Work order:
Transcription task. Write out each entry verbatim and exclude any image.

Stored entries:
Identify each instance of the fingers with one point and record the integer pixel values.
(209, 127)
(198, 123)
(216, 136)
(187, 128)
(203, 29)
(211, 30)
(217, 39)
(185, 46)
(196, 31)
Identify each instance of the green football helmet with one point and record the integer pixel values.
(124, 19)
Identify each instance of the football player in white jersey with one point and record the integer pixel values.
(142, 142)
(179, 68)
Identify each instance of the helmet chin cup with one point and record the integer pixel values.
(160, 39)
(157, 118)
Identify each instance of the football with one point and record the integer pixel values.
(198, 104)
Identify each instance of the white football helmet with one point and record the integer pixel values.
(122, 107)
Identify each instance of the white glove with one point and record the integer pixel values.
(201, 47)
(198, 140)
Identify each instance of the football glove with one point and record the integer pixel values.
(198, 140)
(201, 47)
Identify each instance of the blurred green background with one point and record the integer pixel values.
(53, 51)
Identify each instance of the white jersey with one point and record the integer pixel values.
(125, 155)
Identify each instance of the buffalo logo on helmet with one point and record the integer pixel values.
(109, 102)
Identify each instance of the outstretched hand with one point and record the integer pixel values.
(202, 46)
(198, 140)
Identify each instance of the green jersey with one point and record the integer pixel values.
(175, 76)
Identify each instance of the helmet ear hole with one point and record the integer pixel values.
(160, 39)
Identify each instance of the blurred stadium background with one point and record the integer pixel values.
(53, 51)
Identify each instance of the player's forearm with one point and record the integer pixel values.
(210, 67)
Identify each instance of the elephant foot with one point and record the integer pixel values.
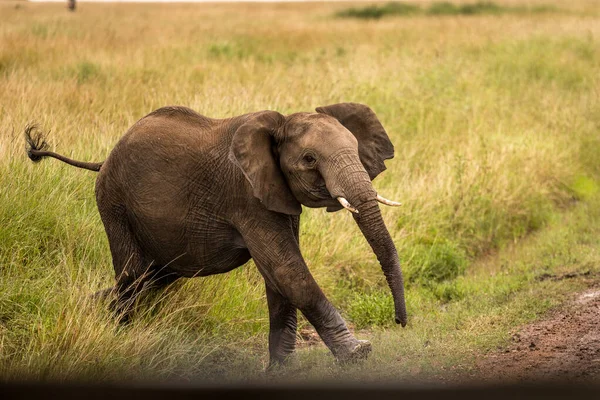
(357, 352)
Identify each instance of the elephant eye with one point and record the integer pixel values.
(309, 159)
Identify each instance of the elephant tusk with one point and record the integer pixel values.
(347, 205)
(388, 202)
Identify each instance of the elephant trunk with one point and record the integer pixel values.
(350, 180)
(371, 224)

Result:
Identify each instance of the fingers with one point and record the integer pixel values.
(209, 127)
(198, 123)
(216, 136)
(187, 128)
(203, 29)
(211, 30)
(217, 39)
(185, 46)
(196, 31)
Identify each instance of the green football helmet with one point and record the integer pixel values.
(124, 19)
Identify each instance of the football player in white jersey with one point and record the integer pixel values.
(142, 142)
(179, 68)
Identify each instance of the helmet chin cup with one point and record the integer pixel values.
(160, 39)
(157, 118)
Identify each instance of the football with one point and record the integer pixel values.
(198, 104)
Identify each instance of the white football helmet with one point and record the integer pixel values.
(122, 107)
Identify each instance of the white glove with one point and record the integer pixel values.
(201, 47)
(198, 140)
Identify each instance of the football glove with one point and record the integer pixel values.
(198, 140)
(201, 47)
Identify each instance of the blurred green background with one point and record the integer pixel values.
(53, 51)
Identify each instance of the white jersey with one point and record the integer pixel values.
(125, 155)
Identify each instance of the buffalo logo on helmet with one point and record the integer pixel values.
(109, 102)
Identify each instance of the outstretched hand with one point and record the integer pixel values.
(202, 46)
(198, 140)
Identify each instance of the green jersey with one point and record the integer pixel values.
(175, 76)
Identify each instance of the helmet ear hole with one point and record the integer pixel values.
(160, 39)
Identify each instance of the blurred stadium background with one point and record the integer pixel values.
(53, 51)
Identify each instance of the player's forearm with one point and record the integer pixel values.
(210, 67)
Identify each instance of the elephant foot with one point and record the integer pixel values.
(357, 352)
Identify each instance of the elephant eye with one point and record the integer pixel values.
(309, 159)
Identify each instance of the elephant tusk with one point and record the integer pixel values.
(347, 205)
(388, 202)
Identify each instance of the elephant trunk with one point and record the integer pixel values.
(350, 180)
(371, 224)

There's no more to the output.